● **Partes do exercício**:
(1) Reproduza sem qualquer alteração o troço do excerto sobre o processo de inventário que vai de "Dito de outra" até "do Código Civil.".
(2) Na listagem, pegue no troço que vai da linha que contém "like [(331, 127)]." até à linha que contém "[(348, 25), (38, 275)]", ambas incluídas, e troque "neck" por "throat", sem mudar mais nada. Apresente apenas essas linhas.

● **Excerto do texto**:
┄┄┄┄┄┄┄┄┄┄┄┄┄┄┄┄┄┄┄┄
Dito de outra forma, e recorrendo às noções estruturais e tradicionalmente aceites do processo civil (adaptadas ao processo judicial de inventário), não basta ao cabeça de casal identificar a sua pretensão (que será correspondente à partilha dos bens e direitos que relaciona), mas deve igualmente invocar e demonstrar a causa de pedir (melhor dizendo, a causa de partilhar) quanto a cada um dos bens e direitos que relaciona.
Assim, se quando um interessado acusa a falta de relacionação de um bem ou direito na relação apresentada, é ao mesmo que cabe o ónus da alegação e prova dessa falta de relacionação, já quando um interessado acusa a indevida relacionação de um bem ou direito, torna-se necessário, antes de mais, verificar se o cabeça de casal cumpriu o ónus que decorre do nº 4 do art.º 1098º do Código Civil.
O que significa, reconduzindo tais considerações ao caso concreto dos autos, que não há que tratar da mesma forma a questão relativa à indevida relacionação das verbas 12 e 13, e a questão relativa à falta de relacionação do recheio do imóvel identificado na verba 17.
┄┄┄┄┄┄┄┄┄┄┄┄┄┄┄┄┄┄┄┄
● **Dados fornecidos**:
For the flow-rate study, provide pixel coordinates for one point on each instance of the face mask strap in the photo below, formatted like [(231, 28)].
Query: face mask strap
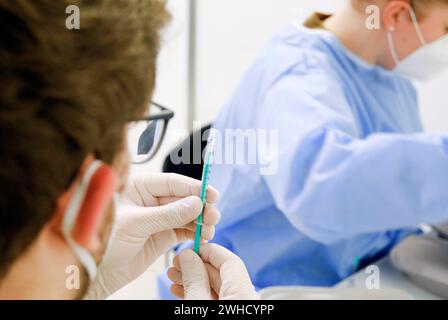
[(390, 42), (69, 220), (417, 27)]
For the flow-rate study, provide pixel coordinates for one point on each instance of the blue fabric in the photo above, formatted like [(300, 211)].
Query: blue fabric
[(355, 174)]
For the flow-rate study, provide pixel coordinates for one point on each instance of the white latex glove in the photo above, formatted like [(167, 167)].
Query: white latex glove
[(156, 213), (217, 274)]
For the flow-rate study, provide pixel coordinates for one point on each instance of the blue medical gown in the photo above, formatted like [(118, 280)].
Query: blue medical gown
[(355, 174)]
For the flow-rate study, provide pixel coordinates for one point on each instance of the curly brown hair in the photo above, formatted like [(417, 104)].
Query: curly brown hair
[(66, 94)]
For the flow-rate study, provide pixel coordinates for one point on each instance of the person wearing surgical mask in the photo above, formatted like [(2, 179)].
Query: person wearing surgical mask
[(72, 224), (354, 174)]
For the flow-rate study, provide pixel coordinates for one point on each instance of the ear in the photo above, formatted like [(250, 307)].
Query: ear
[(395, 13), (90, 194), (98, 196)]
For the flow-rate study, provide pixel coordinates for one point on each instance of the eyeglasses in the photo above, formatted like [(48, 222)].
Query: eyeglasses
[(145, 135)]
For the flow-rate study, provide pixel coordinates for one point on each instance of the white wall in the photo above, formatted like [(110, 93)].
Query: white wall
[(231, 32), (171, 89)]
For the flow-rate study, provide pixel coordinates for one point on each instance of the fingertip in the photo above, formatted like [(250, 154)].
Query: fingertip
[(212, 194)]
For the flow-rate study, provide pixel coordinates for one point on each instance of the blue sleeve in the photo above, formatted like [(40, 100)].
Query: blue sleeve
[(330, 183)]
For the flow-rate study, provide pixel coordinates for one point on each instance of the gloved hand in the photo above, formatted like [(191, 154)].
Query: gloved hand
[(217, 274), (155, 213)]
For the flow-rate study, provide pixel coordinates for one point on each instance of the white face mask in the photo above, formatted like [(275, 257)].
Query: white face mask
[(425, 63)]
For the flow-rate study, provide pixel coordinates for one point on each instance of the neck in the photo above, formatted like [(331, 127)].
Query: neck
[(348, 25), (38, 275)]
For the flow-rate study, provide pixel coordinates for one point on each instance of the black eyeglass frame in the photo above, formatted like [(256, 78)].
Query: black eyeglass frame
[(166, 115)]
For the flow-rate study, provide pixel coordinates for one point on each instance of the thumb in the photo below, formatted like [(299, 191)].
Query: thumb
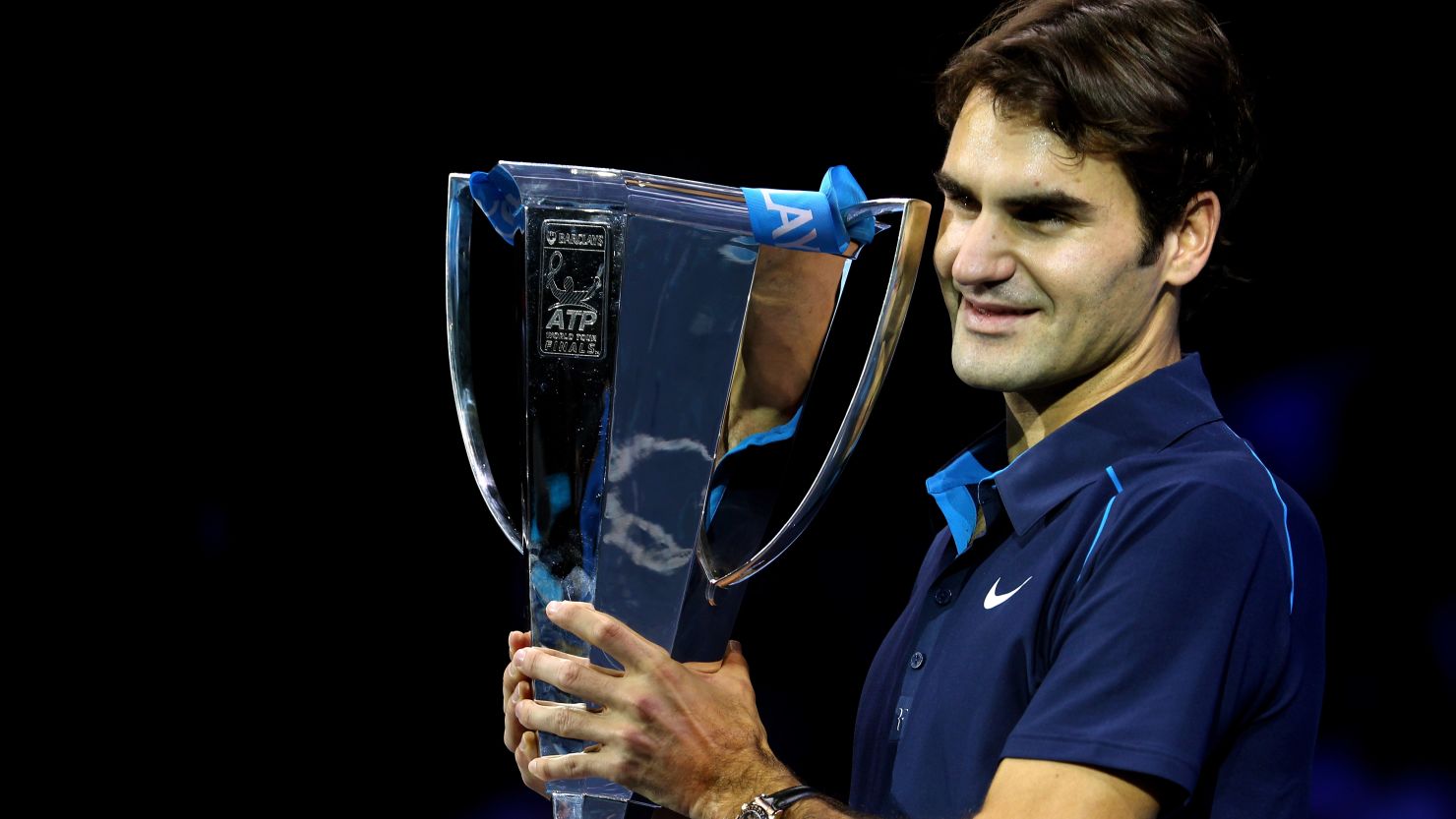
[(734, 657)]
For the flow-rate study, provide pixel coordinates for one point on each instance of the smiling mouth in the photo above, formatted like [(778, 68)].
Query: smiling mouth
[(992, 319)]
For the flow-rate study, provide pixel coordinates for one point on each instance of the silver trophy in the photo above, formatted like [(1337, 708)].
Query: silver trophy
[(672, 377)]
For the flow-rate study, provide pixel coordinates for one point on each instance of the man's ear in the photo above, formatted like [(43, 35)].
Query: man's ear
[(1191, 239)]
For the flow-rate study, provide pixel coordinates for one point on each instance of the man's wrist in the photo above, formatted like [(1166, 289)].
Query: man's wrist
[(730, 803)]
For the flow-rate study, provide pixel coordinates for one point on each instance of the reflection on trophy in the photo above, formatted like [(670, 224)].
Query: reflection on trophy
[(673, 345)]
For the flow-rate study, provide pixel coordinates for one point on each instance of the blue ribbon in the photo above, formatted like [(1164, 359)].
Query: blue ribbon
[(810, 220), (500, 197)]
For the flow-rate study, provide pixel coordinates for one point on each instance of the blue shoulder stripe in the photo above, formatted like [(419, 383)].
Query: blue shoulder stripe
[(1098, 536)]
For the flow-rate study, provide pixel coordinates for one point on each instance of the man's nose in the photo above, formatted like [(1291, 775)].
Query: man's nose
[(982, 254)]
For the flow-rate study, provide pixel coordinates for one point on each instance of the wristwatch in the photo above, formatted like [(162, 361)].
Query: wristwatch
[(769, 804)]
┄┄┄┄┄┄┄┄┄┄┄┄┄┄┄┄┄┄┄┄
● **Conjunto de respostas**:
(1)
Dito de outra forma, e recorrendo às noções estruturais e tradicionalmente aceites do processo civil (adaptadas ao processo judicial de inventário), não basta ao cabeça de casal identificar a sua pretensão (que será correspondente à partilha dos bens e direitos que relaciona), mas deve igualmente invocar e demonstrar a causa de pedir (melhor dizendo, a causa de partilhar) quanto a cada um dos bens e direitos que relaciona.
Assim, se quando um interessado acusa a falta de relacionação de um bem ou direito na relação apresentada, é ao mesmo que cabe o ónus da alegação e prova dessa falta de relacionação, já quando um interessado acusa a indevida relacionação de um bem ou direito, torna-se necessário, antes de mais, verificar se o cabeça de casal cumpriu o ónus que decorre do nº 4 do art.º 1098º do Código Civil.

(2)
For the flow-rate study, provide pixel coordinates for one point on each instance of the throat in the photo above, formatted like [(331, 127)].
Query: throat
[(348, 25), (38, 275)]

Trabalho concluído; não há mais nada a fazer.